Selected extract:
Shockley was born on February 13, 1910, in London, England. His father, a mining engineer, and his mother were in London on a business trip. Three years later, the family returned to the United States and settled in Palo Alto, California, where Shockley received his early education. He graduated from Hollywood High School in 1927, after which he attended the University of California at Los Angeles for 1 year. He transferred to the California Institute of Technology (Caltech at Pasadena), from which he received a BS degree with a major in physics in 1932. He then entered the Massachusetts Institute of Technology (MIT) in Cambridge, from which he received a PhD degree in physics in 1936. His doctoral thesis was “Calculations of Wave Function for Electrons in Sodium Chloride Crystals.” While at MIT, Shockley was a teaching fellow (1932-1936).
In 1936, Shockley became employed at the Bell Telephone Laboratories at Murray Hill, New Jersey, where he began the research that led to the invention and development of the transistor. He remained at Bell Telephone Laboratories from 1936 to 1955 as Director of the Transistor Physics Department, except for two brief visiting professorships—one at Princeton University, New Jersey, in 1946 and the other at Caltech from 1954 to 1955—and some years in government during World War II (1939-1945). From 1942 to 1944 he was research director of the Antisubmarine Warfare Operations Research Group set up by the US Navy Department of Columbia University, New York City, and from 1944 to 1945 he was a consultant to the Office of the Secretary of War.
After the war, Shockley returned to Bell Telephone Laboratories as director of the solid-state research program and resumed work on semiconductors. In 1947, Bardeen and Brattain made the first successful amplifying semicondutor device—the transistor. Interestingly, in the field of radio reception and transmission, reception started early with a galena crystal (lead sulfide) and a cat's whisker (wire coil), moved through the era of the vacuum tube, and came full circle with the era of a germanium crystal (transistor).
In 1955, Shockley left Bell Telephone Laboratories and formed his own company, Shockley Semiconductor Laboratories, of which he was director. In 1958 the company changed its name to Shockley Transistor Corporation and became a subsidiary of Beckman Instruments, Inc, in Palo Alto, California. From 1958 to 1963, he served in various capacities in that company until he officially joined the faculty of Stanford University in Palo Alto. In 1958 Shockley became a lecturer at Stanford University, and in 1963 he was appointed the first Alexander M. Poniatoff Professor of Engineering and Applied Science at the university, where he taught until his retirement in 1975.
Shockley held more than 90 patents in the field of semiconductors and wrote extensively in that field. Among his publications was Electrons and Holes in Semiconductors, published in 1950.
On August 12, 1989, at the age of 79 years, William Shockley died in Palo Alto. He was honored on a stamp (Scott No. 2183) issued in 1998 by Antigua and Barbuda.

Input material:
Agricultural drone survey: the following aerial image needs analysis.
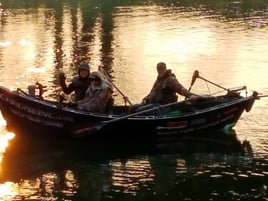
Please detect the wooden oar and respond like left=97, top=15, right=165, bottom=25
left=188, top=70, right=199, bottom=91
left=71, top=101, right=186, bottom=138
left=99, top=67, right=132, bottom=105
left=195, top=71, right=246, bottom=93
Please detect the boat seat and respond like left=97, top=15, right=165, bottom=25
left=105, top=97, right=114, bottom=114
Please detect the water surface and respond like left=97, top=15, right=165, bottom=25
left=0, top=0, right=268, bottom=201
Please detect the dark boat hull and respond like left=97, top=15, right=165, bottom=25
left=0, top=87, right=256, bottom=138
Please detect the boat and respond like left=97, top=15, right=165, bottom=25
left=0, top=71, right=260, bottom=139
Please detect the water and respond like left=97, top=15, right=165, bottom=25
left=0, top=0, right=268, bottom=201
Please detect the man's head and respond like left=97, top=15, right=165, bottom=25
left=89, top=71, right=102, bottom=86
left=78, top=62, right=90, bottom=78
left=156, top=62, right=167, bottom=77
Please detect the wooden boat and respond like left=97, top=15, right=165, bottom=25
left=0, top=71, right=260, bottom=139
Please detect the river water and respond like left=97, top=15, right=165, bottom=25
left=0, top=0, right=268, bottom=201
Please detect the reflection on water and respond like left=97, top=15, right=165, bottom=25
left=0, top=0, right=268, bottom=201
left=0, top=127, right=258, bottom=200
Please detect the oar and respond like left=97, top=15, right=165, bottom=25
left=99, top=67, right=132, bottom=105
left=196, top=71, right=246, bottom=94
left=71, top=101, right=185, bottom=137
left=188, top=70, right=199, bottom=91
left=195, top=70, right=229, bottom=91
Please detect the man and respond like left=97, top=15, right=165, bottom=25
left=142, top=62, right=199, bottom=105
left=77, top=71, right=113, bottom=113
left=59, top=62, right=90, bottom=102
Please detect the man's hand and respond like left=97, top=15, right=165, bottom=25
left=189, top=94, right=200, bottom=102
left=59, top=72, right=66, bottom=82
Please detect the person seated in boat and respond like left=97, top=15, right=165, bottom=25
left=77, top=71, right=113, bottom=113
left=59, top=61, right=90, bottom=102
left=130, top=62, right=200, bottom=113
left=142, top=62, right=199, bottom=105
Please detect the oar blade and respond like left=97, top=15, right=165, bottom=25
left=71, top=122, right=105, bottom=138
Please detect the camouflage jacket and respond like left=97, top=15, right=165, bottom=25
left=60, top=76, right=90, bottom=102
left=144, top=70, right=192, bottom=104
left=77, top=81, right=113, bottom=113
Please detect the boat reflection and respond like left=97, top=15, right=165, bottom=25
left=0, top=131, right=251, bottom=200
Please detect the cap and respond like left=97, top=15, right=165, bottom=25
left=156, top=62, right=167, bottom=68
left=89, top=71, right=102, bottom=80
left=78, top=62, right=89, bottom=71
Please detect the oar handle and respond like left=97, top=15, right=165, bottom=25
left=198, top=75, right=229, bottom=91
left=100, top=67, right=132, bottom=105
left=106, top=101, right=186, bottom=123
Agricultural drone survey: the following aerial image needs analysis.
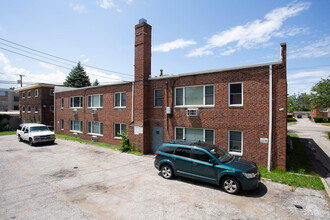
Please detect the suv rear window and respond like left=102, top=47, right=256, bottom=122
left=175, top=147, right=190, bottom=157
left=160, top=146, right=175, bottom=154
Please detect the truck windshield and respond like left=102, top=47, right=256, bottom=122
left=30, top=126, right=49, bottom=133
left=210, top=145, right=233, bottom=163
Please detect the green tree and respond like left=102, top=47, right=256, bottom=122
left=312, top=76, right=330, bottom=108
left=63, top=62, right=91, bottom=88
left=93, top=79, right=100, bottom=86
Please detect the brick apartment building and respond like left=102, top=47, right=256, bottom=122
left=55, top=21, right=287, bottom=168
left=0, top=88, right=19, bottom=112
left=16, top=83, right=55, bottom=125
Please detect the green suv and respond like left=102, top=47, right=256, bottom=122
left=155, top=141, right=260, bottom=194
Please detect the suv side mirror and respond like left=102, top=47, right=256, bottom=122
left=209, top=159, right=217, bottom=165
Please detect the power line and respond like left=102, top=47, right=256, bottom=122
left=0, top=37, right=133, bottom=77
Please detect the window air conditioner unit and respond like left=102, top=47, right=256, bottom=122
left=187, top=108, right=198, bottom=116
left=92, top=136, right=97, bottom=142
left=91, top=109, right=97, bottom=115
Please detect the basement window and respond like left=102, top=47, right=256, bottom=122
left=175, top=127, right=214, bottom=144
left=175, top=85, right=214, bottom=107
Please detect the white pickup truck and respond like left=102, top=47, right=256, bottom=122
left=16, top=123, right=55, bottom=146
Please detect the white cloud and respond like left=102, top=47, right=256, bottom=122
left=97, top=0, right=115, bottom=9
left=70, top=3, right=85, bottom=13
left=188, top=2, right=310, bottom=57
left=288, top=36, right=330, bottom=59
left=39, top=62, right=55, bottom=70
left=152, top=38, right=196, bottom=52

Actions to take:
a) Translate into French the following sentence from the biographical text on William Shockley: "Shockley held more than 90 patents in the field of semiconductors and wrote extensively in that field."
b) Copy out, character for character, the portion of the listing that begins with its first line and ends with the line containing "left=0, top=87, right=256, bottom=138", both ends included. Omit the pictures.

Answers to each task:
a) Shockley détenait plus de 90 brevets dans le domaine des semi-conducteurs et a beaucoup écrit dans ce domaine.

b)
Agricultural drone survey: the following aerial image needs analysis.
Please detect the wooden oar and respond like left=97, top=15, right=165, bottom=25
left=188, top=70, right=199, bottom=91
left=71, top=101, right=186, bottom=138
left=99, top=67, right=132, bottom=105
left=195, top=71, right=246, bottom=93
Please detect the boat seat and respond like left=97, top=15, right=165, bottom=25
left=105, top=97, right=114, bottom=114
Please detect the water surface and respond like left=97, top=15, right=165, bottom=25
left=0, top=0, right=268, bottom=201
Please detect the dark boat hull and respond like left=97, top=15, right=165, bottom=25
left=0, top=87, right=256, bottom=138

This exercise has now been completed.